Point-per-instance localization data:
....
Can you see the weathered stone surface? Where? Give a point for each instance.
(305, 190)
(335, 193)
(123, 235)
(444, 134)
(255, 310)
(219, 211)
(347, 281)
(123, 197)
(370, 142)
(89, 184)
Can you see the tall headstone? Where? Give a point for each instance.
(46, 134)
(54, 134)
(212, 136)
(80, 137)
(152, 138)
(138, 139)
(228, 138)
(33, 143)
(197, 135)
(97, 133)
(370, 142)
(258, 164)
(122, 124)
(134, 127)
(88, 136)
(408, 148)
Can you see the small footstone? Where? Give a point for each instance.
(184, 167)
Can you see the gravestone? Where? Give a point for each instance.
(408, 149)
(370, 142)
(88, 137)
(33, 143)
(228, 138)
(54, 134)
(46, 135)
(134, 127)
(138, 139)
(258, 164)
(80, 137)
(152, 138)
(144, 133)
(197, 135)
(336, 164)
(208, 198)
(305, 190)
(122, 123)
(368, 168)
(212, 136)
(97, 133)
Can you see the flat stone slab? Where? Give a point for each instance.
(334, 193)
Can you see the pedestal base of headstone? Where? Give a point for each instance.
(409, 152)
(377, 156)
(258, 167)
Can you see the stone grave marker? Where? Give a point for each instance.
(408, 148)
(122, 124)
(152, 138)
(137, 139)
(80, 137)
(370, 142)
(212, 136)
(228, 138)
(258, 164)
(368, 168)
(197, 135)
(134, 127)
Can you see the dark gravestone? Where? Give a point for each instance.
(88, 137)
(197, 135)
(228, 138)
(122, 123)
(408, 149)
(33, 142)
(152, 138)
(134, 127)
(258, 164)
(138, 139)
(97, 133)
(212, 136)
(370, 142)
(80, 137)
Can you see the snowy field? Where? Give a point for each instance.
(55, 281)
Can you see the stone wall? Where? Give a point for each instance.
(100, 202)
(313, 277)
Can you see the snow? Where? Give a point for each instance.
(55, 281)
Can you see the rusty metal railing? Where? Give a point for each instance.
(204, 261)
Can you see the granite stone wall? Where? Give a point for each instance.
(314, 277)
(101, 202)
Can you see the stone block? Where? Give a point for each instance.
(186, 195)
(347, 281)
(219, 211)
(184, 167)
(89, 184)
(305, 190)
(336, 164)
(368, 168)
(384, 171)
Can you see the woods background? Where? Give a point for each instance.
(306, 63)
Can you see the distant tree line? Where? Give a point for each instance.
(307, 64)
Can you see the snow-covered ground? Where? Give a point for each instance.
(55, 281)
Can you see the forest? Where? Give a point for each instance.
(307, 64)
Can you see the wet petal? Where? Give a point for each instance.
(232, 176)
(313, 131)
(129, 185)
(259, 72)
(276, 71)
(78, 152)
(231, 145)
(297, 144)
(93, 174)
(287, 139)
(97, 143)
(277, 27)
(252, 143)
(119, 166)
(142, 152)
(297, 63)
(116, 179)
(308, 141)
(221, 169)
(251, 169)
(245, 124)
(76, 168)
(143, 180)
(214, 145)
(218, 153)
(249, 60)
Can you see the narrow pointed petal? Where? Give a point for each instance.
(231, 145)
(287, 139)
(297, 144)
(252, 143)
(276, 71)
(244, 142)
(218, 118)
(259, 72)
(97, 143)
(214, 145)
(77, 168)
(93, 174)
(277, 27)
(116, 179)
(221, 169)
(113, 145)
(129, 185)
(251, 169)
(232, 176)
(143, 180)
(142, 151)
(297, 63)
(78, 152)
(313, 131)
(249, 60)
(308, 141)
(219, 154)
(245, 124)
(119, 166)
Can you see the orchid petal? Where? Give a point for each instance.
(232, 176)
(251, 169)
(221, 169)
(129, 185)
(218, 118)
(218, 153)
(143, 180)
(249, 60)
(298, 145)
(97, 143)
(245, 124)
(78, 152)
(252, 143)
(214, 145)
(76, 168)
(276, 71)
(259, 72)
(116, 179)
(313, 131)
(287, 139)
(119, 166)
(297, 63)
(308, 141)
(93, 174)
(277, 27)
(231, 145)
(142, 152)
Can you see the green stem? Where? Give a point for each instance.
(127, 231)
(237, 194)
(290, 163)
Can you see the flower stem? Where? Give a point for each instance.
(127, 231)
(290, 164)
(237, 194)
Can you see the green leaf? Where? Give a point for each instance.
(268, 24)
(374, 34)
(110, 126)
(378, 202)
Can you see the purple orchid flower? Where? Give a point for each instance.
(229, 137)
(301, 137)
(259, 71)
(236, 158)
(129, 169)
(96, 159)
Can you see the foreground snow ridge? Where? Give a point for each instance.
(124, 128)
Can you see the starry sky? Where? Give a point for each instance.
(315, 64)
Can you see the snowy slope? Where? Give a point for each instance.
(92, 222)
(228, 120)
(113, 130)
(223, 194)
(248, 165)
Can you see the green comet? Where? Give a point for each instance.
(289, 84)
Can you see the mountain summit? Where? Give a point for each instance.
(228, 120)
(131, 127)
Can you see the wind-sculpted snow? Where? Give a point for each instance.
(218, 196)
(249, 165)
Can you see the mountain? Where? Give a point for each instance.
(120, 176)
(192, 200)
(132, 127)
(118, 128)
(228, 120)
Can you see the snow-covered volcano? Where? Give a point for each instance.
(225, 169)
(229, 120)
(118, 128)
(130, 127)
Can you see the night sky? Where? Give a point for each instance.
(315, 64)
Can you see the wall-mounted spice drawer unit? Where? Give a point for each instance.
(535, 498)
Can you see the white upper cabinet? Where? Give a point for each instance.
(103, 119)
....
* [What you are asked to do]
Every entry should be output again exactly as written.

* [The completed task]
Can you see the weathered stone surface? Where? Give a point for each instance.
(305, 190)
(335, 193)
(123, 235)
(444, 134)
(255, 310)
(219, 211)
(347, 281)
(123, 197)
(370, 142)
(89, 184)
Can you see the tall headstone? Where? Give a point for each instance.
(46, 134)
(54, 134)
(212, 136)
(80, 137)
(152, 138)
(138, 139)
(228, 138)
(33, 143)
(197, 135)
(97, 133)
(370, 142)
(258, 164)
(122, 124)
(134, 127)
(88, 136)
(408, 148)
Can you see the small footstone? Where? Give a point for each instance.
(184, 167)
Can you see the gravestone? Where? Give a point for each instance.
(408, 149)
(370, 142)
(88, 137)
(33, 143)
(228, 138)
(54, 134)
(46, 135)
(134, 127)
(138, 139)
(258, 164)
(80, 137)
(152, 138)
(144, 133)
(197, 135)
(336, 164)
(208, 198)
(305, 190)
(122, 123)
(368, 168)
(212, 136)
(97, 133)
Can you see the flat stone slab? Where? Give a point for each instance.
(334, 193)
Can you see the pedestal base of headstone? Where? Give a point for each instance.
(409, 152)
(377, 156)
(258, 167)
Can you see the stone grave marker? Where? Give a point for each instance.
(408, 148)
(122, 124)
(152, 138)
(137, 139)
(80, 137)
(370, 142)
(212, 136)
(228, 138)
(258, 164)
(368, 168)
(197, 135)
(134, 127)
Can you see the dark gravestone? Where? Give a point for each instance.
(88, 137)
(197, 135)
(228, 138)
(122, 123)
(408, 149)
(33, 142)
(152, 138)
(134, 127)
(258, 164)
(138, 139)
(97, 133)
(212, 136)
(370, 142)
(80, 137)
Can you see the snowy field? Where? Give a point for each instance.
(55, 281)
Can you see the stone wall? Where? Give a point for each instance.
(100, 202)
(313, 277)
Can you see the snow? Where? Give a point for each instance.
(55, 281)
Can you see the rusty metal railing? Where? Give a point for each instance.
(204, 261)
Can you see the granite stone wall? Where? Give a point for each instance.
(314, 277)
(101, 202)
Can you see the stone block? Where? Give a point for each instance.
(186, 195)
(347, 281)
(219, 211)
(184, 167)
(89, 184)
(305, 190)
(336, 164)
(368, 168)
(384, 171)
Can you see the woods background? Where? Give a point for each instance.
(306, 63)
Can you see the distant tree line? Where? Give a point for each instance.
(307, 64)
Can you see the snow-covered ground? Where? Give a point for each instance.
(55, 281)
Can you see the forest? Where? Give a point for each instance.
(307, 64)
Can you see the wet petal? Where? Give a point for each instance.
(232, 176)
(313, 131)
(129, 185)
(259, 72)
(276, 71)
(78, 152)
(231, 145)
(297, 144)
(93, 174)
(287, 139)
(97, 143)
(277, 27)
(252, 143)
(119, 166)
(142, 152)
(297, 63)
(116, 179)
(308, 141)
(221, 169)
(251, 169)
(245, 124)
(76, 168)
(143, 180)
(214, 145)
(218, 153)
(249, 60)
Can you see the narrow pointed petal? Where? Give a point for each instance.
(231, 145)
(287, 139)
(297, 144)
(252, 143)
(276, 71)
(244, 142)
(218, 118)
(259, 72)
(97, 143)
(214, 145)
(77, 168)
(93, 174)
(277, 27)
(116, 179)
(221, 169)
(113, 145)
(129, 185)
(251, 169)
(232, 176)
(143, 180)
(142, 151)
(297, 63)
(78, 152)
(313, 131)
(249, 60)
(308, 141)
(219, 154)
(245, 124)
(119, 166)
Can you see the orchid petal? Where? Give a point for each instance.
(232, 176)
(251, 169)
(221, 169)
(129, 185)
(218, 118)
(218, 153)
(143, 180)
(249, 60)
(298, 145)
(97, 143)
(245, 124)
(78, 152)
(252, 143)
(214, 145)
(76, 168)
(276, 71)
(259, 72)
(116, 179)
(313, 131)
(287, 139)
(119, 166)
(297, 63)
(308, 141)
(93, 174)
(277, 27)
(231, 145)
(142, 152)
Can you see the green stem? Where? Give a point for each instance.
(127, 231)
(237, 194)
(290, 163)
Can you see the flower stem? Where? Give a point for each instance.
(127, 231)
(290, 164)
(237, 194)
Can you see the green leaf? Where? Give a point for each instance.
(268, 24)
(374, 34)
(110, 126)
(378, 202)
Can you see the purple orchid flower? Where? Give a point for each instance.
(229, 137)
(301, 137)
(259, 71)
(236, 158)
(129, 169)
(96, 159)
Can you see the foreground snow ridge? Where? Give a point for each instance.
(124, 128)
Can you see the starry sky? Where? Give a point for each instance.
(315, 64)
Can you see the snowy slope? Where? Give a point for each instance.
(92, 222)
(228, 120)
(113, 130)
(223, 194)
(248, 165)
Can you see the green comet? Where? Give a point for each instance.
(289, 84)
Can you see the mountain summit? Where? Give a point for each instance.
(228, 120)
(131, 127)
Can you see the wind-sculpted snow? Where? Give a point for each instance.
(218, 196)
(249, 165)
Can you see the mountain? Where? Give a point for each instance.
(120, 176)
(192, 200)
(132, 127)
(118, 128)
(228, 120)
Can you see the snow-covered volcano? Where? Give a point for each instance.
(225, 169)
(229, 120)
(118, 128)
(130, 127)
Can you see the night sky? Where? Give a point for each instance.
(315, 64)
Can you see the wall-mounted spice drawer unit? Where? Give a point for each instance.
(535, 498)
Can you see the white upper cabinet? Where? Give a point for each instance.
(103, 119)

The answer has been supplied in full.